GIVEN TEXT:
- - -

- Founded: 1 December 2012
- Allegiance: NATO
- Branch: Sea warfare
- Type: Tactical level command
- Role: Command and control of maritime forces
- Part of: Allied Command Operations
- Headquarters: Northwood Headquarters, Hertfordshire, UK
- Website: mc.nato.int

Commanders
- Commander: Vice admiral Robert Pedre Royal Navy
- Deputy Commander: Vice Admiral Ludovic Poitou French Navy
- Chief of Staff: Rear Admiral Jose Enrique Delgado Spanish Navy

= Allied Maritime Command =

Central command for all NATO maritime forces

The Allied Maritime Command ( MARCOM) is the central command of all NATO maritime forces and the Commander MARCOM is the prime maritime advisor to the Alliance. When directed by the Supreme Allied Commander Europe (SACEUR), it provides the core of the headquarters responsible for the conduct of maritime operations. The command is based at Northwood Headquarters in Eastbury, Hertfordshire.

==History==
The Commander-in-Chief, Home Fleet (Royal Navy), gained a NATO responsibility as Commander-in-Chief Eastern Atlantic Area (CINCEASTLANT), as part of SACLANT, when the NATO military command structure was established in 1953. CINCEASTLANT headquarters was established at Northwood Headquarters in northwest London.

Commander-in-Chief Eastern Atlantic was redesignated as Commander, Allied Maritime Component Command Northwood ('CC-Mar' or AMCCN) around 2004. The command, which was renamed Allied Maritime Command Northwood in 2010, reports to Allied Joint Force Command Brunssum.

At the 2010 NATO summit in Lisbon it was decided to create a leaner and more effective command structure. This reduced the number of major headquarters from 11 to 7 and, in particular, led to the deactivation of the Allied Maritime Command Naples on 27 March 2013 leaving the newly named MARCOM as the sole maritime component in NATO.

- - -

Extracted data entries
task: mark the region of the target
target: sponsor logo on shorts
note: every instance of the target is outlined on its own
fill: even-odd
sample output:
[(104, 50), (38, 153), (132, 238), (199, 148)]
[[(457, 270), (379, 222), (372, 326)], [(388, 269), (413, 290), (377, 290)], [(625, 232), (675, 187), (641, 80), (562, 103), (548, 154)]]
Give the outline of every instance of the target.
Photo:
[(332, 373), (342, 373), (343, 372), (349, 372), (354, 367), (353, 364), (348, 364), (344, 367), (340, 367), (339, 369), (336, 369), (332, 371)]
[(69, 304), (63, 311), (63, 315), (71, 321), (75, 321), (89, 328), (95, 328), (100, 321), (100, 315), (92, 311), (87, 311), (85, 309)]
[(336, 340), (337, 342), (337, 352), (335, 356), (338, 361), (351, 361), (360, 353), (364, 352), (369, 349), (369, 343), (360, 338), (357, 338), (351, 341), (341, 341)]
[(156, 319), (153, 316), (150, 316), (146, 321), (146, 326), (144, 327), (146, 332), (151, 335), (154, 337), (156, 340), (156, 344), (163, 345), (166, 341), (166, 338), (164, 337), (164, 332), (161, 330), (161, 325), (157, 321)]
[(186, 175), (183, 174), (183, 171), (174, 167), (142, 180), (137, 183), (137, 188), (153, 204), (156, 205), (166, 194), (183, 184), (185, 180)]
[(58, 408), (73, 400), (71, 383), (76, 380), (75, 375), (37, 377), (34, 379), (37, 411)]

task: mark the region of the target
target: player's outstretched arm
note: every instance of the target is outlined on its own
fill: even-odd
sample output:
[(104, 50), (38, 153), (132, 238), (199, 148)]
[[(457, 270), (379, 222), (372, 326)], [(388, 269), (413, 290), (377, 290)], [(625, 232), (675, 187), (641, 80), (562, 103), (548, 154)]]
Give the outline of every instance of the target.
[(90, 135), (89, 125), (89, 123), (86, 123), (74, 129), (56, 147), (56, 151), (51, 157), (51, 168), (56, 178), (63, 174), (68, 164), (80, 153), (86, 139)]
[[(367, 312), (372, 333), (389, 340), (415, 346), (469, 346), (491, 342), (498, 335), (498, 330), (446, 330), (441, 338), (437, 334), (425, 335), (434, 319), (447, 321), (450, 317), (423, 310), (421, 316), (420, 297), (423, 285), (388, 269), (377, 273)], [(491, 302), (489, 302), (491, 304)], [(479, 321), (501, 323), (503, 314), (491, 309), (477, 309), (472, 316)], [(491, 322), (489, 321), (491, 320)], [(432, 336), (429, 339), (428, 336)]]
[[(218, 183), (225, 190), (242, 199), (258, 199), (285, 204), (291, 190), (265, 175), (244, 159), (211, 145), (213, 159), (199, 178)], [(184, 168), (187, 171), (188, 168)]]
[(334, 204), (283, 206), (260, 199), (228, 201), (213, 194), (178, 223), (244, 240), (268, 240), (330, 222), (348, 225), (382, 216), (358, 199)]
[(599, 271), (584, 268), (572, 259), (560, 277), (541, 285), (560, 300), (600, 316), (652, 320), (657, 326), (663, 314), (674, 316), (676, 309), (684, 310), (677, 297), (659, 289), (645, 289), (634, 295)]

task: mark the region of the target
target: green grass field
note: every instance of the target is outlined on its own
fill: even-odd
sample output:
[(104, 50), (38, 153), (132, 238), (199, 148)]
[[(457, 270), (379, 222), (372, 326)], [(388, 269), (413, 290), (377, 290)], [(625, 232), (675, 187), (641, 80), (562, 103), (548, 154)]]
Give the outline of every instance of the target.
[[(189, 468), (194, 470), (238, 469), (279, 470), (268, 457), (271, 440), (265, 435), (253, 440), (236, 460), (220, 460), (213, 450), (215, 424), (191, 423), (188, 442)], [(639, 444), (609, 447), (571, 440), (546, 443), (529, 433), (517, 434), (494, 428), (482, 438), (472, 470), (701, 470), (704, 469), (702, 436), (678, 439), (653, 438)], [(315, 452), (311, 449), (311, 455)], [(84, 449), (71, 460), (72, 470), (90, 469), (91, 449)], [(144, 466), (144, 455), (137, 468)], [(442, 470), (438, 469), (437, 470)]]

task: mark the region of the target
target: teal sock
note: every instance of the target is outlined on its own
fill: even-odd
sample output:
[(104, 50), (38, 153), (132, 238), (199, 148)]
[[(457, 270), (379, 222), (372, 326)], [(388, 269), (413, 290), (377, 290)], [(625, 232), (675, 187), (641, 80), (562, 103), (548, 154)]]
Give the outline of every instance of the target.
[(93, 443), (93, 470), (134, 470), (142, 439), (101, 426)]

- - -

Take the Allied Maritime Command text further, picking up after its last sentence. These entries have no connection to the text about NATO's Allied Maritime Command.

RESULT FOR THIS EXERCISE:
MARCOM led Operation Active Endeavour, NATO's only Article-5 operation which ended in 2016. MARCOM also led Operation Ocean Shield, NATO's counter-piracy operation in the Gulf of Aden and Indian Ocean which also ended in 2016.

Currently, MARCOM leads Operation Sea Guardian designed as a Maritime Security Operation to provide security in the Mediterranean Sea.

Peacetime Vigilance Activity is conducted under this command.

==Role==
MARCOM was created through the North Atlantic Council to ensure the interoperability of NATO maritime forces, and placed directly under the Supreme Allied Commander Europe to be the leading voice on maritime issues within the Alliance. It is responsible for planning and conducting all NATO maritime operations.

== Standing Maritime Groups ==
MARCOM leads four standing NATO maritime groups, two frigate groups and two mine countermeasures groups. The Standing NATO Maritime Groups are a multinational, integrated maritime force made up of vessels from allied countries. The ships and any aircraft aboard are available to NATO to support Alliance tasking. These groups provide NATO with a continuous maritime capability. The command is also responsible for additional naval assets as they support NATO missions.

Current groups are:
- Standing NATO Maritime Group 1 (SNMG1)
- Standing NATO Maritime Group 2 (SNMG2)
- Standing NATO Mine Countermeasures Group 1 (SNMCMG1)
- Standing NATO Mine Countermeasures Group 2 (SNMCMG2).

==Commanders==
Commanders have been:
- Admiral Sir Trevor Soar (2010–2012)
- Admiral Sir George Zambellas (2012–2013)
- Vice Admiral Peter Hudson (2013–2015)
- Vice Admiral Sir Clive Johnstone (2015–2019)
- Vice Admiral Sir Keith Blount (2019–2023)
- Vice Admiral Mike Utley (2023–2025)
- Vice Admiral Robert Pedre (2025–present)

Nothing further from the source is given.